**ОТРЫВОК ДЛЯ ЧТЕНИЯ**
>>>
Российское предпринимательское благотворение: неизвестные страницы (XIX - начало ХХ вв.), страница 29

Такая противоречивость социального облика предпринимателя, естественная для капиталистической действительности, усугублялась критическими настроениями, взглядами на его жизнь и деятельность в российском обществе. Профессор-экономист И.Х.Озеров, передавая эти настроения, не без иронии и сарказма отмечал преобладание дворянской морали: “Подальше от промышленности - это де дело нечистое и недостойное каждого интеллигента! А вот сидеть играть в карты, попивать при этом и ругать правительство, вот настоящее занятие мыслящего интеллигента!”[124]

Вспомним образы ограниченных и корыстолюбивых купцов из пьес А.Н.Островского, изобразившего быт, нравы замоскворецкого купечества 30-40-х годов XIX столетия. Они надолго утвердились в общественном сознании, предопределив отношение к предпринимателю в новую историческую эпоху.

Очевидно этому способствовала следующая социальная особенность в исторических традициях России: в отличие от других стран, у нас исстари отсутствовал культ богатства, денег ради денег.

В подтверждение этой истины и в русской художественной литературе мы не найдем апологетического примера капиталистической наживы ради наживы. В связи с этим трудно не согласиться с гиперболой Марины Цветаевой - “сознание неправды денег в русской душе невытравимо”.[125]

Являясь исторической традицией, благотворительность получила широкое распространение среди российских предпринимателей, стала их характерной классовой чертой.

Учитывая прошлые оценки капиталиста, вспомним, что они сосредотачивались исключительно и прежде всего в материальных рамках, “погони за чистоганом”, что обедняло другие социальные аспекты его портрета. Перспективный предприниматель-капиталист, чтобы выдержать жесткую конкурентную борьбу, был объективно заинтересован в работе на его предприятии высококвалифицированных специалистов, владеющих передовыми методами управления капиталистического хозяйства.
<<<
Записи с изображениями по размеченным областям
>>>
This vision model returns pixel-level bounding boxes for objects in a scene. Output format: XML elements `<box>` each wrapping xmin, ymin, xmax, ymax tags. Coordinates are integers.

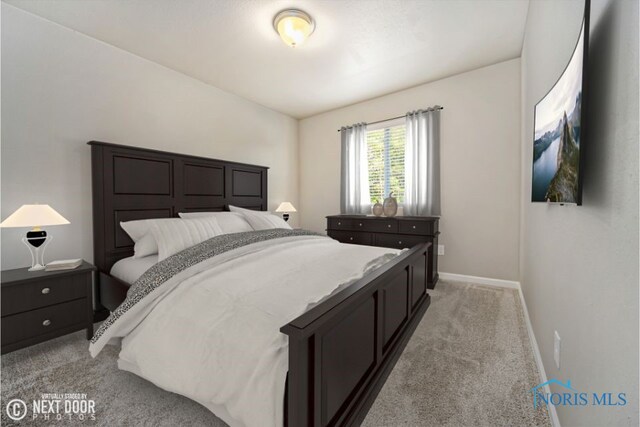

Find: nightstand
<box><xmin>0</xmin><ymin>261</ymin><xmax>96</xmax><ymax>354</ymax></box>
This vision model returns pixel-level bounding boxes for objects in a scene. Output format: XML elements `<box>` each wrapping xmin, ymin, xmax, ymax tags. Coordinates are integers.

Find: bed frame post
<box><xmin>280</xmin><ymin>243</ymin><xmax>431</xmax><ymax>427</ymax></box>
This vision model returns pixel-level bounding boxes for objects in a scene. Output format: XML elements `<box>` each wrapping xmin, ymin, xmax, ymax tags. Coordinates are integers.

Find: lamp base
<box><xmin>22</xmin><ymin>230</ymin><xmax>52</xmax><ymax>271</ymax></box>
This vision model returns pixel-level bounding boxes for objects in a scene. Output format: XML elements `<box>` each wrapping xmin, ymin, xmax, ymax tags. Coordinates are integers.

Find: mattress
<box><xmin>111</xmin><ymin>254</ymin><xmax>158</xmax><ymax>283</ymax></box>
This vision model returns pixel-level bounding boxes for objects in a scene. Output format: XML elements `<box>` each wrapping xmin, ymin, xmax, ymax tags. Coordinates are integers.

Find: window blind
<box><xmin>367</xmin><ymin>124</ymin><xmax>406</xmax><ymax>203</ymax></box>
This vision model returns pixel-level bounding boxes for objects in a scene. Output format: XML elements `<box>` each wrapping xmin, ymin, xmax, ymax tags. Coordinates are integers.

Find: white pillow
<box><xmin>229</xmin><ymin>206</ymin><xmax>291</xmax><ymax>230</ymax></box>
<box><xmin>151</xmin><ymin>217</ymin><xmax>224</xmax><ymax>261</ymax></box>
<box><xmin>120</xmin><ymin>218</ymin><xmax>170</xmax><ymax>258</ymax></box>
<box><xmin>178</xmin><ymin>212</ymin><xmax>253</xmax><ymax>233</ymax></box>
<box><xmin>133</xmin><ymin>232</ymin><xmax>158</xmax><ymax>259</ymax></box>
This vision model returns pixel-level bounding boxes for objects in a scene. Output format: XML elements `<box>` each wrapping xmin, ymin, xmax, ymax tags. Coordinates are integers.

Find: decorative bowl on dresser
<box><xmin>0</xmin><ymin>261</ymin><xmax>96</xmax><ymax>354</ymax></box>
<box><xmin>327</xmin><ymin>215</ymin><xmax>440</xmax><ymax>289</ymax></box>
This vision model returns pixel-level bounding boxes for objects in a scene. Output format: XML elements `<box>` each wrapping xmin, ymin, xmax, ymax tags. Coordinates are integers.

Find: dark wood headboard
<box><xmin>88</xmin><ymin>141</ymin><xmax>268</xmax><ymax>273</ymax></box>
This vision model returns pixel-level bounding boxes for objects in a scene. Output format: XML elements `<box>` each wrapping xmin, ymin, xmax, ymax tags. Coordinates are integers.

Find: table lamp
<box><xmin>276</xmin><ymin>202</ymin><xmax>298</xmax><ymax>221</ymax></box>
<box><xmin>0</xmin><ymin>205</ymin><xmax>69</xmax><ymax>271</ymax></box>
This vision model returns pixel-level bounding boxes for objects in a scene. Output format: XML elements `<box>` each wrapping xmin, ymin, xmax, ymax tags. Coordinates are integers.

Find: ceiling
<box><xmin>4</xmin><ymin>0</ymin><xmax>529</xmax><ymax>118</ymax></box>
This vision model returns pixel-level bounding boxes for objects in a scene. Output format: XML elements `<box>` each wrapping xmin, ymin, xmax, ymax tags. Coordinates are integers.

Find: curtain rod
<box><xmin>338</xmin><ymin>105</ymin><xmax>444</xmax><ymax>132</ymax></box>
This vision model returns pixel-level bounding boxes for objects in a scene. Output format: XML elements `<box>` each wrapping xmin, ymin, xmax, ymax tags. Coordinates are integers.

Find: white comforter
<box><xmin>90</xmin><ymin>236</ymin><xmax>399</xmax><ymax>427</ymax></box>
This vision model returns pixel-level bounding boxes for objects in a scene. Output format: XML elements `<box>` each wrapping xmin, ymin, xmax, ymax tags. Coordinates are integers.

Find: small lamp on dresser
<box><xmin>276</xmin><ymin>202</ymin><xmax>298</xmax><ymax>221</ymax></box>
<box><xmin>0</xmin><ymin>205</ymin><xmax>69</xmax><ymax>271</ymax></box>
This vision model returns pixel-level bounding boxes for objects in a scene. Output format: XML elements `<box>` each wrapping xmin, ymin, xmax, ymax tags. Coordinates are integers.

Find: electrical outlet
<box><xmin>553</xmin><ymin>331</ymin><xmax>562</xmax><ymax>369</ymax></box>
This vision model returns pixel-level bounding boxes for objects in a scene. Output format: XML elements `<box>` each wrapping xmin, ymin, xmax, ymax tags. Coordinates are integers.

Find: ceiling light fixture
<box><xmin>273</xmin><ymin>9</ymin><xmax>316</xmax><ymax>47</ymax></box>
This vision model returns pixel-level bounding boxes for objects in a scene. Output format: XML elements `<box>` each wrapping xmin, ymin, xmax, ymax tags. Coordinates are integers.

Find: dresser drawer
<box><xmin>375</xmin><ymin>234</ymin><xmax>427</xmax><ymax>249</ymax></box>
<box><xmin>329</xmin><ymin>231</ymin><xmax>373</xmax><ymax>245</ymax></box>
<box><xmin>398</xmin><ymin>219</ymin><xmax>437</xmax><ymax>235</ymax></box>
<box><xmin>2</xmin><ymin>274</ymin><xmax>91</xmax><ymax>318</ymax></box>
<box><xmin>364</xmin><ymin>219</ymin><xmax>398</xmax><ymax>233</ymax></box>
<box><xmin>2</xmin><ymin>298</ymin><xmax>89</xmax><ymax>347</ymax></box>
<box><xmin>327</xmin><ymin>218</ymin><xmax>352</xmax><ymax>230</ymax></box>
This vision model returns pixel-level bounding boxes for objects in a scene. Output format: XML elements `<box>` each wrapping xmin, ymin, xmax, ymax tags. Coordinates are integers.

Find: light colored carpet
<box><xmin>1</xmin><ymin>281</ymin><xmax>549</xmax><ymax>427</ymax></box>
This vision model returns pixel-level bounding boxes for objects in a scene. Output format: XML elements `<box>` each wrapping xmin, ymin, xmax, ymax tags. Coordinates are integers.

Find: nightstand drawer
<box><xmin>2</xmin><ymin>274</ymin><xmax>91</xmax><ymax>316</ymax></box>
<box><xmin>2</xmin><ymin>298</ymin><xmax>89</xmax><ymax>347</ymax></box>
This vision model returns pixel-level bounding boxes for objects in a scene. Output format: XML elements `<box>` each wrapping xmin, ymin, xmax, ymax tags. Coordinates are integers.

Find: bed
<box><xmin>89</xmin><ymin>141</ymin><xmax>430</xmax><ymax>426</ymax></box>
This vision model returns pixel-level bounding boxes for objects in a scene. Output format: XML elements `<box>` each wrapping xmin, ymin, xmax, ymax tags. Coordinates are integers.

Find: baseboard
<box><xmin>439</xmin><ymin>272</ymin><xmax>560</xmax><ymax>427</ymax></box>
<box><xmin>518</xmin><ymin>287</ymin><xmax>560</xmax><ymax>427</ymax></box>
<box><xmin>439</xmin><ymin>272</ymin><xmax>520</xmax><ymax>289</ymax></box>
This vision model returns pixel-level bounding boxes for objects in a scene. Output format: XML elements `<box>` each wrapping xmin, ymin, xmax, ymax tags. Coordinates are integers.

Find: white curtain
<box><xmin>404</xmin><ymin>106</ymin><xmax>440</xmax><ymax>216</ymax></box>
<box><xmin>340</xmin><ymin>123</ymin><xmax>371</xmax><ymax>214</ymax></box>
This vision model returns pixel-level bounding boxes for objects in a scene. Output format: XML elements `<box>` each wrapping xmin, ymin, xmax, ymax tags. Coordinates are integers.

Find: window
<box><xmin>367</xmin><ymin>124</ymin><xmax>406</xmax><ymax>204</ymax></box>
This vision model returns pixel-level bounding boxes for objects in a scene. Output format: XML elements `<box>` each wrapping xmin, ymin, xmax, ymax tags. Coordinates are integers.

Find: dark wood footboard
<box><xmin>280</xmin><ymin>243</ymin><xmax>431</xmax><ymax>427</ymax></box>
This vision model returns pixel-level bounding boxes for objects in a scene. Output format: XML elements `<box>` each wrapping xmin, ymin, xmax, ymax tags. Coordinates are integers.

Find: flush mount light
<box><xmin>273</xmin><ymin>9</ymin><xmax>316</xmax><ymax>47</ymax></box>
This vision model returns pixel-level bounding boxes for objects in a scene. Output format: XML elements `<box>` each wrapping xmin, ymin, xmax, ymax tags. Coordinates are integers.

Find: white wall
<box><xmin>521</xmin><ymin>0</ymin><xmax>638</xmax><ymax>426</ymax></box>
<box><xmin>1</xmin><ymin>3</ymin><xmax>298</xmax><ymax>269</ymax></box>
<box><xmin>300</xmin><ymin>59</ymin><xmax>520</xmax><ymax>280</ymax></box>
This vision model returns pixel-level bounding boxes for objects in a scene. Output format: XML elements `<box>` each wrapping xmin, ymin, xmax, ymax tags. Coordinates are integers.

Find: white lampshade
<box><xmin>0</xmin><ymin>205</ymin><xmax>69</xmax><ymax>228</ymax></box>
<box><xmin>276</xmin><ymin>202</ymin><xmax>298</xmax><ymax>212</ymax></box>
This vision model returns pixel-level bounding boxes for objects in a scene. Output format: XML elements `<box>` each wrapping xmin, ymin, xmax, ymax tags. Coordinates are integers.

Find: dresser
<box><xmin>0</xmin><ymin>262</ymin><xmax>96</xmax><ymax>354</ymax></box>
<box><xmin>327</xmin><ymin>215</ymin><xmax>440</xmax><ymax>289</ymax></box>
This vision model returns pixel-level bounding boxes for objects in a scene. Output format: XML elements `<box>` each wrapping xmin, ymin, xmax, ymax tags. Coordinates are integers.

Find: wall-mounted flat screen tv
<<<
**ЧТО СДЕЛАТЬ**
1. По отрывку о предпринимательском благотворении объясните, почему перспективный предприниматель-капиталист был заинтересован в высококвалифицированных специалистах. Ответьте одним-тремя предложениями.
2. Допишите следующую часть отрывка о предпринимательском благотворении, начиная после его последнего предложения.

**ОТВЕТЫ ПО ЗАДАНИЯМ**
1. Перспективному предпринимателю-капиталисту нужно было выдержать жесткую конкурентную борьбу. Поэтому он был объективно заинтересован, чтобы на его предприятии работали высококвалифицированные специалисты, владеющие передовыми методами управления капиталистического хозяйства.

2.
С этим связан его интерес к развитию образования, прежде всего профессионального, выделению средств для школ, училищ, институтов, университетов и т.д. Дошедшие до нас финансовые отчеты предприятий говорят о том, что во многих компаниях с конца XIX века аналогичные расходы стали систематическими, обязательными.

Динамика классового самосознания предпринимателей постоянно способствовала изменению “корпоративной психологии”, вела к тому, что представители делового мира страны, - хоть и далеко не все сразу, - начинали ощущать свою органичную связь с перспективой развития своего народа, которое было невозможно без передовой культуры и просвещения.

Мотивы предпринимательского благотворения были связаны не только с внутренней потребностью “пособить сирым и убогим”, но и с религиозными воззрениями, христианскими традициями и этикой, моралью - многие предприниматели являлись набожными, верующими людьми.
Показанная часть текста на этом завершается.